The results of the COMPLETE Optical Coherence Tomography Substudy were presented by Dr. Natalia Pinilla-Echeverri at the American Heart Association 2019 meeting. The substudy found that in patients with an ST-elevation myocardial infarction and multivessel coronary artery disease, half of the patients had a non-culprit lesion with vulnerable plaque morphology.
The COMPLETE trial previously demonstrated that routine angiography guided staged a percutaneous coronary intervention (PCI) of non-culprit lesions reduced the composite endpoint of cardiovascular death or myocardial infarction by 26%. However, whether the benefit of routine PCI of non-culprit lesions is, as a result, the non-culprit lesions having characteristics that were consistent with a vulnerable plaque is not known. Optical coherence tomography (OCT) is a form of intracoronary imaging that is able to identify vulnerable plaques. OCT is able to recognize thin cap fibroadenoma (TCFA), an indicator of a vulnerable plaque that is at risk of rupturing. The investigators wanted to identify the prevalence of TCFA in obstructive compared to non-obstructive non-culprit lesions.

### Dataset content
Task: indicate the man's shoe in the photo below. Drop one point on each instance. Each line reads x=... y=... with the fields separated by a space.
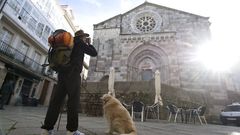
x=47 y=132
x=75 y=133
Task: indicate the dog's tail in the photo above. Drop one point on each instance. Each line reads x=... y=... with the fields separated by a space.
x=132 y=133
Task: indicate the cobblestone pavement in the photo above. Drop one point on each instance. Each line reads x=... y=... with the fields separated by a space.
x=27 y=121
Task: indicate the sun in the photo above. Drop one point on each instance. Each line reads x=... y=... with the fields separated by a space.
x=218 y=58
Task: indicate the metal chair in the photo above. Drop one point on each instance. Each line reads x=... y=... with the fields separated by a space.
x=173 y=110
x=138 y=108
x=154 y=109
x=199 y=112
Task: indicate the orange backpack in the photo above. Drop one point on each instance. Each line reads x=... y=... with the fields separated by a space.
x=61 y=44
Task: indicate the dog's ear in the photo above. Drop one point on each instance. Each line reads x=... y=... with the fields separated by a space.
x=106 y=98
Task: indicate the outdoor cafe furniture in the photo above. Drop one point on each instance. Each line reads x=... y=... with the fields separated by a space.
x=154 y=109
x=174 y=110
x=138 y=108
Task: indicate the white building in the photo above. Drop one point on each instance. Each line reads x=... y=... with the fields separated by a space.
x=24 y=29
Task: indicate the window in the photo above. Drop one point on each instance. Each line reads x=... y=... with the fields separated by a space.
x=15 y=5
x=6 y=36
x=36 y=60
x=39 y=29
x=147 y=75
x=146 y=24
x=25 y=12
x=32 y=23
x=37 y=57
x=22 y=51
x=46 y=33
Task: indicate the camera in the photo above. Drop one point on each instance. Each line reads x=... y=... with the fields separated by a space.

### Work task A
In the text on the COMPLETE optical coherence tomography substudy, by how much did routine angiography-guided staged PCI of non-culprit lesions reduce the composite endpoint of cardiovascular death or myocardial infarction?
### Work task B
Continue the text on the COMPLETE optical coherence tomography substudy, picking up after its final sentence.

### Exercise answer A
By 26%.

### Exercise answer B
In the COMPLETE trial, patients with a STEMI and multivessel disease who underwent successful PCI of the culprit lesion were randomized to either routine staged PCI of all suitable non-culprit lesions with the goal of complete revascularization regardless of whether there were clinical symptoms or evidence of ischemia or culprit-lesion revascularization only. Patients were deemed to have multivessel disease if they had angiographically significant non-culprit vessel disease of a vessel that was at least 2.5mm in diameter. A lesion was considered angiographically significant if it had at least 70% stenosis of the vessel diameter or 50-69% stenosis with a fractional flow reserve of less than 0.8. In this substudy, STEMI patients with stenosis of at least one non-culprit vessel with more than 70% stenosis that was suitable for OCT were identified. After randomization, multivessel OCT imaging was performed on vessels with non-culprit lesions that underwent PCI, additional vessels with or without target non-culprit lesions for PCI, and STEMI vessels with segments more than 50mm that were unstented.
A total of 93 patients and 425 lesions were included in this substudy. The baseline characteristics in the main study were similar to this imaging study. The average age was 61.3, 82.8% were male, 12.9% had diabetes, 64% had 1 residual diseased vessel and 36% had two or more residual diseased vessels. The non-culprit lesions were classified according to whether they had significant stenosis and whether they had a TCFA. Of the lesions with greater than 70% obstruction, 58 (38.7%) had a TCFA and 92 did not. Of the lesions with less than 70% obstruction, 74 (23.2%) had a TCFA and 201 did not. When assessing the prevalence of TCFAs per patient, the investigators found that half of the patients with TCFA had an obstructive non-culprit lesion that contained vulnerable plaque.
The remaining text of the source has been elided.